** Listing **

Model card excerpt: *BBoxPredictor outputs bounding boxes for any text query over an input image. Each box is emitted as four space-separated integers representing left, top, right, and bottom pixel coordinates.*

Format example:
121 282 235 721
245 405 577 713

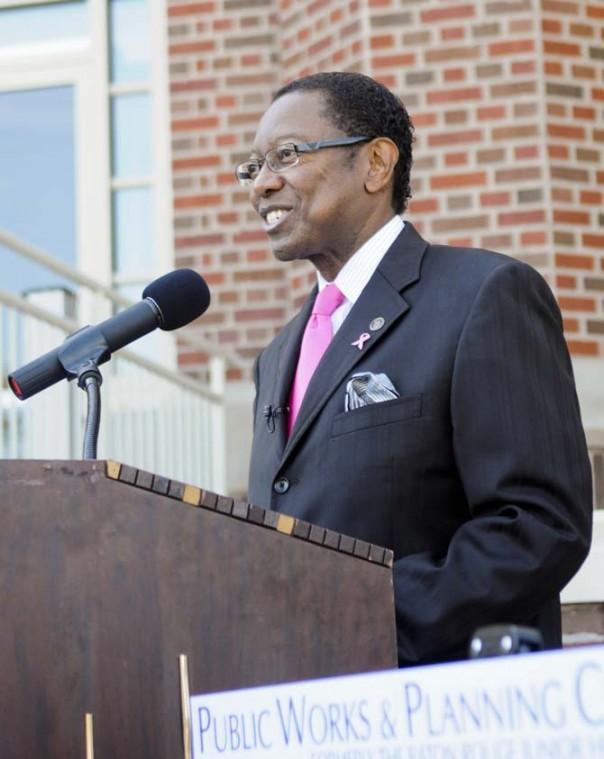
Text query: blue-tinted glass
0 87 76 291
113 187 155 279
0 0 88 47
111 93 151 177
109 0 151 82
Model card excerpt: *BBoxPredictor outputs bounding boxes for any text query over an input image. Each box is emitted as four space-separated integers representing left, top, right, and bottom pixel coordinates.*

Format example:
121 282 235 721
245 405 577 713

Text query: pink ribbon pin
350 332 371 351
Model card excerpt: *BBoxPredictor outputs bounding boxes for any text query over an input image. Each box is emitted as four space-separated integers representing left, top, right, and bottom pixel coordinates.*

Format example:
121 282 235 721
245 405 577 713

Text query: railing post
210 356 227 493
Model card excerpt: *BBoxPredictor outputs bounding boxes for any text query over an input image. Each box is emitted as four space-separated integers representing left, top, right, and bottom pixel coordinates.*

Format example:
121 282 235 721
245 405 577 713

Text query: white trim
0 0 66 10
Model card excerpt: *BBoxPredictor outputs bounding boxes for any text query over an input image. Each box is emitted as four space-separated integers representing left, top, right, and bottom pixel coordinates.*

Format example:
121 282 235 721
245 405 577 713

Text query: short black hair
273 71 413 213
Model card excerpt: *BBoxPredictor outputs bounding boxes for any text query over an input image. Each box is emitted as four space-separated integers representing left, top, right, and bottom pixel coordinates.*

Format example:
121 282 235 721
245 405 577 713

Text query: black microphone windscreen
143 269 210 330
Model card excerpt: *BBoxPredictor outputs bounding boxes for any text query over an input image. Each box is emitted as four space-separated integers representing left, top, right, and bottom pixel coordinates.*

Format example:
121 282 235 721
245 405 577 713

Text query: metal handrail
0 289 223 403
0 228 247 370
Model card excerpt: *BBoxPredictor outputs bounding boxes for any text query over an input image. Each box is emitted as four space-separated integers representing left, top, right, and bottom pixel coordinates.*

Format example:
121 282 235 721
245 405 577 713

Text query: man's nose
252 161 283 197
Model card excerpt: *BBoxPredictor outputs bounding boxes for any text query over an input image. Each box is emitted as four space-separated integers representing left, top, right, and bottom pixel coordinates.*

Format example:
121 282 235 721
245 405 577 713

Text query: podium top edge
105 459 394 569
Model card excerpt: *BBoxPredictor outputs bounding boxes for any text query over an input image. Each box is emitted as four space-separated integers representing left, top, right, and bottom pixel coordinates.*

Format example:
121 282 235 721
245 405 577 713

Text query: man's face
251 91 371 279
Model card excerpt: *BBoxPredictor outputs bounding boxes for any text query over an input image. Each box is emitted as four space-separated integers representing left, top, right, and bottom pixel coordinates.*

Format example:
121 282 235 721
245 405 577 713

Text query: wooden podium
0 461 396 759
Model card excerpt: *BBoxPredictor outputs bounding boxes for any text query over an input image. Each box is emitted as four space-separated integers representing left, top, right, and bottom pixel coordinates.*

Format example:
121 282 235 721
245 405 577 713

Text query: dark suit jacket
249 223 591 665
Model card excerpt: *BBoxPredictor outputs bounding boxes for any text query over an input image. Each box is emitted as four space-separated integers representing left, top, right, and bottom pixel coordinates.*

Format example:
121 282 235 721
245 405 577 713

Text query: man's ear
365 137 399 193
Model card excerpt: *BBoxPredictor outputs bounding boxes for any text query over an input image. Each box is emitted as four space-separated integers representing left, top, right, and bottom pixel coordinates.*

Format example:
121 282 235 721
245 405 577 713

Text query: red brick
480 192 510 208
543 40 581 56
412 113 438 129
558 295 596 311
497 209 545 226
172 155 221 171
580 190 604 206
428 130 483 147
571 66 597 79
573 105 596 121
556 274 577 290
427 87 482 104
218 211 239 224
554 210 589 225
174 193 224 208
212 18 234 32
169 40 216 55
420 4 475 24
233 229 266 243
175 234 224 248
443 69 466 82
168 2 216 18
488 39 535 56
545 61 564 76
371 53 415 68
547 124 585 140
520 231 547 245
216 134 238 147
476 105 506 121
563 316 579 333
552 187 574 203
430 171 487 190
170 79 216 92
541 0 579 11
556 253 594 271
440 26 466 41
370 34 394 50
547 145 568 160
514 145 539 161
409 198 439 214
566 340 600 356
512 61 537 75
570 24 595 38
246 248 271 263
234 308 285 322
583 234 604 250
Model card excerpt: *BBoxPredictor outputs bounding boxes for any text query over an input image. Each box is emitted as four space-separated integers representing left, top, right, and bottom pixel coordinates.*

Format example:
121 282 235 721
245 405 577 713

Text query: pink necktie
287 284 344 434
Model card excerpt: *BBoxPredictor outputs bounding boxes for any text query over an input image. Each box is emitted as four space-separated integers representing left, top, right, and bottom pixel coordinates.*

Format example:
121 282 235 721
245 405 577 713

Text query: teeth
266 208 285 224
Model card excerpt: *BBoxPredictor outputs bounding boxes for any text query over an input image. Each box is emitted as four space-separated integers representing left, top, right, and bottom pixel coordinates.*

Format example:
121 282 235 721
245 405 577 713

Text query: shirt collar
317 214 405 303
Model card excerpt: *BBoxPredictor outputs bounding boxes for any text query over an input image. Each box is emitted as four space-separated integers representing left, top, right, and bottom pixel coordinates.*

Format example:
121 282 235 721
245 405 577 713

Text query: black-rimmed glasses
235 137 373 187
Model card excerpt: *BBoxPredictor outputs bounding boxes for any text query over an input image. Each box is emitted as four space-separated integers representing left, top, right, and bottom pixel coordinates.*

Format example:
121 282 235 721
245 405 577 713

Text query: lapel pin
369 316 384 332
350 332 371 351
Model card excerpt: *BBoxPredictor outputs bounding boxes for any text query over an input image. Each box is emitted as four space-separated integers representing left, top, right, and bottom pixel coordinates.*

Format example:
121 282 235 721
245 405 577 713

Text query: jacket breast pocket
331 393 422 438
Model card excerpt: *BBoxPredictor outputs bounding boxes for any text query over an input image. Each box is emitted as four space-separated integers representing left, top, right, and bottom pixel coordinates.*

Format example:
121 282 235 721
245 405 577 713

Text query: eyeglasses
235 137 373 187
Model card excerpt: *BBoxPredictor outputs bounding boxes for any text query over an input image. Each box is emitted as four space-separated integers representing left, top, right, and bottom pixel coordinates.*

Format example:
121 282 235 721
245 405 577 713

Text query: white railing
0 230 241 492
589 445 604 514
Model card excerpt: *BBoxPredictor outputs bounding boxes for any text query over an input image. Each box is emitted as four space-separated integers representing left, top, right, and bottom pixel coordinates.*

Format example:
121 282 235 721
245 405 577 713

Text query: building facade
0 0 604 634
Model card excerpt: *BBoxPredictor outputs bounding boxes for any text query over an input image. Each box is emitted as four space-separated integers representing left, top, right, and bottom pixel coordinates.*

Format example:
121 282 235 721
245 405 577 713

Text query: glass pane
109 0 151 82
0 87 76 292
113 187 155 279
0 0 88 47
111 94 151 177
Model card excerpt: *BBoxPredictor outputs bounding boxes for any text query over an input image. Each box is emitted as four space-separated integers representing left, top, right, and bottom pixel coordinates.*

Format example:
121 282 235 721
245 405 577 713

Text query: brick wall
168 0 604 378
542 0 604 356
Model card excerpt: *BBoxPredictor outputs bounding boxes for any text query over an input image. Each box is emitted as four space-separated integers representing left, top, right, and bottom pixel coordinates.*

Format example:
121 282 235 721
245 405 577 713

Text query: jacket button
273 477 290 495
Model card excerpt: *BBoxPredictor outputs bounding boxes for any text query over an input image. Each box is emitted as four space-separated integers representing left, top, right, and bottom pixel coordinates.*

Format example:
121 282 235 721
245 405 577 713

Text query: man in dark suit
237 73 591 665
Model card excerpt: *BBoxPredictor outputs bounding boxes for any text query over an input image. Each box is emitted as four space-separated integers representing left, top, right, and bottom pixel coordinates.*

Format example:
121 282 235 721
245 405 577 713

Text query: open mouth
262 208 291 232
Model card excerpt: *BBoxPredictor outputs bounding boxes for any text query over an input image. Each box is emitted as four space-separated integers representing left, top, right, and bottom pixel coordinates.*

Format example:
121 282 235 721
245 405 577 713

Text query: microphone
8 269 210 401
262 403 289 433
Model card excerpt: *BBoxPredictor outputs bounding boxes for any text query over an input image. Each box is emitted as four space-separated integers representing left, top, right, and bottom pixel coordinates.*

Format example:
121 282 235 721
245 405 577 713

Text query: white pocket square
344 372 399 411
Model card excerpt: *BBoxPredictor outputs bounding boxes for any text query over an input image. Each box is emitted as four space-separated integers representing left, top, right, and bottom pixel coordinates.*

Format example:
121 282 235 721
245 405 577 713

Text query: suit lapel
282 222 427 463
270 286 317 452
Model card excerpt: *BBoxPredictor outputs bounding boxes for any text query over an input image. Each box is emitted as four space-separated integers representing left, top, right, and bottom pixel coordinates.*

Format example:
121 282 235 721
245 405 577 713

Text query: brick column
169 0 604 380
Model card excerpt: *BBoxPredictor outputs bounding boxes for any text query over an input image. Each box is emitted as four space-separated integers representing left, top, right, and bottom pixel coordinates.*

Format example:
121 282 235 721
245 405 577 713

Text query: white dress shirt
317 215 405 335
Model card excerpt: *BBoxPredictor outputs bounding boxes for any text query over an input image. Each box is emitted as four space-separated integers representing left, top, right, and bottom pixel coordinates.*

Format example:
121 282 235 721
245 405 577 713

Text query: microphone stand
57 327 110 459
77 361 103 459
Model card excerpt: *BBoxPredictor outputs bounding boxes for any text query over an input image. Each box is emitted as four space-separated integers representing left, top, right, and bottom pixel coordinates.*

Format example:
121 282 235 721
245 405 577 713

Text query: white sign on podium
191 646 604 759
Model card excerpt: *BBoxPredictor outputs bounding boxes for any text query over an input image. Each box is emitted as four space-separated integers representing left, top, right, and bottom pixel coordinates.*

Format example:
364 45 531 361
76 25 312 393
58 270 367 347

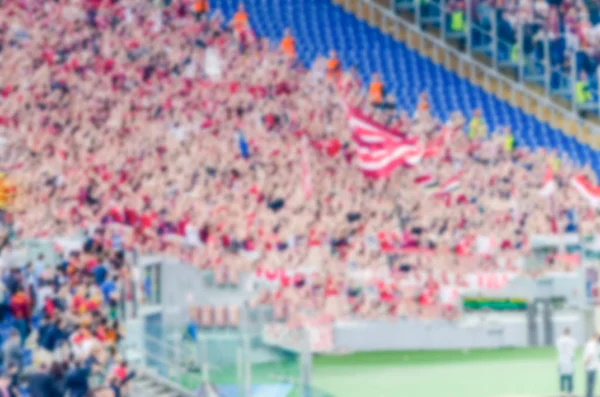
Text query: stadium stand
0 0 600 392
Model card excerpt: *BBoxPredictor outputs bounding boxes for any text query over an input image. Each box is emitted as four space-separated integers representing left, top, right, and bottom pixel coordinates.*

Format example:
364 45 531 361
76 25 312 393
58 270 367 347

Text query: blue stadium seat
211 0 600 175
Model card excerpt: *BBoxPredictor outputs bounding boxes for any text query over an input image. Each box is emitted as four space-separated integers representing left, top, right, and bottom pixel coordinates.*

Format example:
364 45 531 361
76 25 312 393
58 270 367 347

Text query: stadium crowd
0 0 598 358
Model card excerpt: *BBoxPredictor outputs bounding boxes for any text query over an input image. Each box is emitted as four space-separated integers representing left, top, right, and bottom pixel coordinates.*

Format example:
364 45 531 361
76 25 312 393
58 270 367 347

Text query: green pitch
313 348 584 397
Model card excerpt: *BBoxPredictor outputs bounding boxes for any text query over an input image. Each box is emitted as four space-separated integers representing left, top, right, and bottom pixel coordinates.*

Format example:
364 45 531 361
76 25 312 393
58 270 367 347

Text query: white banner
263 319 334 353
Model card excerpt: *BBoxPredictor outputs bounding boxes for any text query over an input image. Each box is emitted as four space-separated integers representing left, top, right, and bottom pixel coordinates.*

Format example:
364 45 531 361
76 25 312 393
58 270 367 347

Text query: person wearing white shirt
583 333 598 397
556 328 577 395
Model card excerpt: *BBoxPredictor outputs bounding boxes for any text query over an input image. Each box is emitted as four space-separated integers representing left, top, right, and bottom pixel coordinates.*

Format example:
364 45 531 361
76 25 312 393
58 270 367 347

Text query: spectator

** Objective **
Tally the lines in the material above that contain the string "pocket", and state only the number.

** Solved problem **
2